(Source records)
# # # # #

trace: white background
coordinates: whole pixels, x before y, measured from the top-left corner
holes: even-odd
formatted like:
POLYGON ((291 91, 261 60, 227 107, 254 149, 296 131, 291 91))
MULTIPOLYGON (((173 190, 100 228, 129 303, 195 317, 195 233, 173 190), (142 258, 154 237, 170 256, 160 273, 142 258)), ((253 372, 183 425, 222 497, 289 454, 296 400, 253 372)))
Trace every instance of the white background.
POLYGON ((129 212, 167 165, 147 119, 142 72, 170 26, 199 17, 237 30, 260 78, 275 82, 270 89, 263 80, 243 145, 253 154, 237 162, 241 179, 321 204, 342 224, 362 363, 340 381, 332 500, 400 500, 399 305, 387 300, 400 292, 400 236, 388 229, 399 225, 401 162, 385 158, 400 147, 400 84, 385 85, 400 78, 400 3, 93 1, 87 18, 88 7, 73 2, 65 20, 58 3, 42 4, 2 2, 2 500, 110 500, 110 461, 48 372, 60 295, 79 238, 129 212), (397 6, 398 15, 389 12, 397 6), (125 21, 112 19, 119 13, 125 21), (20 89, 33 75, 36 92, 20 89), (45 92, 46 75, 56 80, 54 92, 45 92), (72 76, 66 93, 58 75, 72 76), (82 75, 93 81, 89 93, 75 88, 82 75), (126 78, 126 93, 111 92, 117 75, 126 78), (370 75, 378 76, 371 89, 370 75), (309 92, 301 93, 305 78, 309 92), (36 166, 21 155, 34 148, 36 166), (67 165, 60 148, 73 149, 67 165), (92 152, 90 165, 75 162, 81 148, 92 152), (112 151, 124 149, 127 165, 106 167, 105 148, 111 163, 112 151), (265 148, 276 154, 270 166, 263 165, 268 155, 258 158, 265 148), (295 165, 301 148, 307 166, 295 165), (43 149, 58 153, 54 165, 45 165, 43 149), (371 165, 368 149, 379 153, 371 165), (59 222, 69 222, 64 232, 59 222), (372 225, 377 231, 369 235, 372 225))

# # # # #

■ Problem to work on ■
Print every line of the source records above verbatim, in their original order.

■ Finished exercise ■
trace: white background
coordinates: whole pixels, x before y, measured from the top-left corner
holes: even-odd
formatted like:
POLYGON ((291 91, 261 60, 227 107, 254 149, 296 131, 291 91))
MULTIPOLYGON (((173 190, 100 228, 129 303, 195 317, 195 233, 173 190), (142 258, 154 237, 170 256, 160 273, 142 258)), ((253 372, 183 425, 222 497, 289 454, 296 400, 253 372)))
Trace every instance of the white background.
POLYGON ((129 212, 167 165, 147 119, 142 72, 170 26, 199 17, 237 30, 260 78, 275 82, 270 89, 263 80, 243 145, 253 154, 237 162, 241 179, 321 204, 342 224, 362 363, 340 381, 332 500, 400 500, 399 305, 387 300, 400 292, 400 236, 388 229, 399 225, 401 162, 385 158, 400 147, 400 84, 385 85, 400 78, 400 3, 93 1, 87 18, 88 7, 73 2, 65 20, 58 3, 42 4, 2 2, 2 500, 110 500, 110 461, 48 372, 60 295, 79 238, 129 212), (397 6, 398 15, 389 12, 397 6), (125 21, 112 19, 119 13, 125 21), (20 89, 33 75, 36 92, 20 89), (45 92, 46 75, 56 80, 54 92, 45 92), (72 76, 66 93, 58 75, 72 76), (82 75, 93 81, 89 93, 75 88, 82 75), (126 78, 126 93, 111 92, 117 75, 126 78), (370 75, 378 76, 371 89, 370 75), (309 92, 301 93, 305 78, 309 92), (36 166, 21 155, 34 148, 36 166), (67 165, 60 148, 73 149, 67 165), (92 152, 90 165, 75 162, 81 148, 92 152), (112 151, 124 149, 127 165, 106 167, 105 148, 111 163, 112 151), (265 148, 276 154, 270 166, 263 165, 268 155, 258 158, 265 148), (295 165, 301 148, 307 166, 295 165), (43 149, 58 153, 54 165, 45 165, 43 149), (371 165, 368 149, 379 153, 371 165), (59 222, 69 222, 64 232, 59 222), (372 225, 377 231, 369 235, 372 225))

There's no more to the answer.